Selected extract:
Army Staff Sergeant Joseph Hickman was on guard at the Cuban prison camp on the night they died, and calls the official version of events “impossible”.
“They would have had to all three tie their hands and feet together, shove rags down their throats, put a mask over their face, made a noose, hung it from the ceiling on the side of the cellblock, jumped into the noose and hung themselves simultaneously,” the ex-Marine told Vice News in an explosive video interview.
“In a cellblock where guards are ordered to check on detainees every four minutes.”
There had also been an inspection of the cellblock only a few hours earlier, Hickman said, and guards had found nothing detainees might use to make the nooses and rags.
Hickman tried for years to put the nightmare of his time at Guantanamo behind him, but eventually he was forced to confront his past.
He has now written a book, Murder at Camp Delta, which he hopes will be a step towards finding out the truth.
“I was trying to put Guantanamo behind me. I didn’t want to remember it. It was like a bad dream I was trying to put in the past,” he said.
“Then I saw in news that another detainee had hung themself. I had to face it and see what really happened.”
On the night of June 9, 2006, Hickman was on guard at Camp Delta when he says he saw a paddywagon return to high-security Alpha Block three separate times, each time picking up a prisoner and taking them out of the camp.
He claims he watched the paddywagon take a left outside the checkpoint ACP Roosevelt, which he said would only lead to one of two places — the beach or Camp No, which we now know was a secret CIA holding facility.
“Between 11pm and 11.30pm I witnessed the paddywagon come back to Camp Delta,” he said.
“Instead of Camp 1, it went to the medical detainee clinic. About 10 minutes later, all the lights come on, like a stadium, and sirens are going off — it’s chaos.”
The prisoners were dead.
The three men were Salah Ahmed Al-Salami, 37, from Yemen, Mani Shaman Al-Utaybi, 30, from Saudi Arabia, and Yasser Talal Al-Zahrani, 22, also from Saudi Arabia.

(Stored items)

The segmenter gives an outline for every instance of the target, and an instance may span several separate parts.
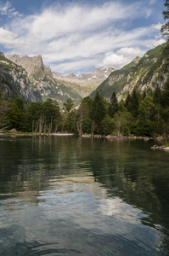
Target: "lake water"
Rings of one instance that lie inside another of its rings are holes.
[[[0,138],[0,255],[169,255],[169,152]]]

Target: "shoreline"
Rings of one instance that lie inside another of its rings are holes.
[[[76,136],[74,133],[31,133],[31,132],[3,132],[0,131],[0,137],[3,136],[31,136],[31,137],[36,137],[36,136]],[[82,137],[93,137],[93,138],[106,138],[109,140],[111,139],[139,139],[139,140],[144,140],[144,141],[149,141],[149,140],[156,140],[156,141],[166,141],[166,138],[164,138],[162,137],[137,137],[137,136],[111,136],[111,135],[91,135],[91,134],[83,134]]]

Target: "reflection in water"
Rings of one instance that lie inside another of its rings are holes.
[[[168,154],[151,143],[1,138],[0,255],[168,255]]]

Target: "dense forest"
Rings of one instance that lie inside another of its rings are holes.
[[[133,89],[125,100],[112,93],[110,102],[103,92],[85,97],[78,109],[70,98],[62,109],[56,101],[26,103],[21,98],[0,95],[1,129],[22,132],[70,132],[78,135],[157,137],[169,135],[169,79],[163,90],[159,87],[146,95]]]
[[[165,53],[168,67],[169,1],[166,0],[164,5],[163,16],[166,22],[161,32],[167,37]],[[58,102],[52,99],[42,103],[27,103],[22,98],[7,97],[0,91],[0,129],[38,134],[70,132],[80,136],[87,133],[168,137],[169,76],[163,90],[157,86],[154,91],[140,92],[133,88],[132,93],[120,102],[115,91],[107,102],[99,90],[94,98],[82,99],[78,108],[70,98],[60,109]]]

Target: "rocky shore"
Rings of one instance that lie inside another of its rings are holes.
[[[169,147],[166,147],[165,145],[162,145],[162,146],[154,145],[153,147],[151,147],[151,149],[169,150]]]

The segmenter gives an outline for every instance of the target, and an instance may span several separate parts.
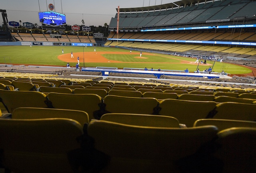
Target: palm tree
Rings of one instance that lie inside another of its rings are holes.
[[[104,26],[105,27],[105,36],[106,37],[107,35],[107,32],[106,31],[106,30],[107,29],[107,28],[108,28],[108,24],[107,24],[106,23],[104,24]]]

Problem 1:
Please retype the stretch of the Guantanamo article from "On the night of" through "prisoners were dead.".
Problem 2:
According to the Guantanamo article, what is the title of the book Hickman has written?
Problem 3:
Carry on with the Guantanamo article, picking up after its final sentence.

Response 1:
On the night of June 9, 2006, Hickman was on guard at Camp Delta when he says he saw a paddywagon return to high-security Alpha Block three separate times, each time picking up a prisoner and taking them out of the camp.
He claims he watched the paddywagon take a left outside the checkpoint ACP Roosevelt, which he said would only lead to one of two places — the beach or Camp No, which we now know was a secret CIA holding facility.
“Between 11pm and 11.30pm I witnessed the paddywagon come back to Camp Delta,” he said.
“Instead of Camp 1, it went to the medical detainee clinic. About 10 minutes later, all the lights come on, like a stadium, and sirens are going off — it’s chaos.”
The prisoners were dead.

Response 2:
Murder at Camp Delta

Response 3:
Al-Zahrani had been imprisoned at Guantanamo since he was captured at 17. None of the men had been charged with a crime.
After their deaths, Rear Admiral Harry Harris took the unusual step of attacking them in his announcement of their apparent suicide.
“They have no regard for life, either ours or their own,” he told Reuters. “I believe this was not an act of desperation, but an act of asymmetrical warfare waged against us.”
But why would the authorities want to kill these men and make their deaths look like suicide?
Hickman says it’s because the three were regular hunger strikers, who incited others to do the same.
“They had a policy that if a detainee is hunger-striking, he cannot be interrogated,” said Hickman. “In 2006, they were doing roughly 200 interrogations a week, so any massive hunger-strike would, what they consider, cripple the intelligence value.
“I believe the number-one mission in JTF-GTMO (Joint Task Force Guantanamo) at the time was, stop the hunger strikes at all costs.
“I think you get rid of the people that provoked the hunger strikes and you get rid of the problem.
“After the deaths there were no hunger strikes for a long period of time.”
The ex-sergeant has spent the years since his time at the prison camp independently investigating what happened that night, and first approached the US Justice Department in 2009.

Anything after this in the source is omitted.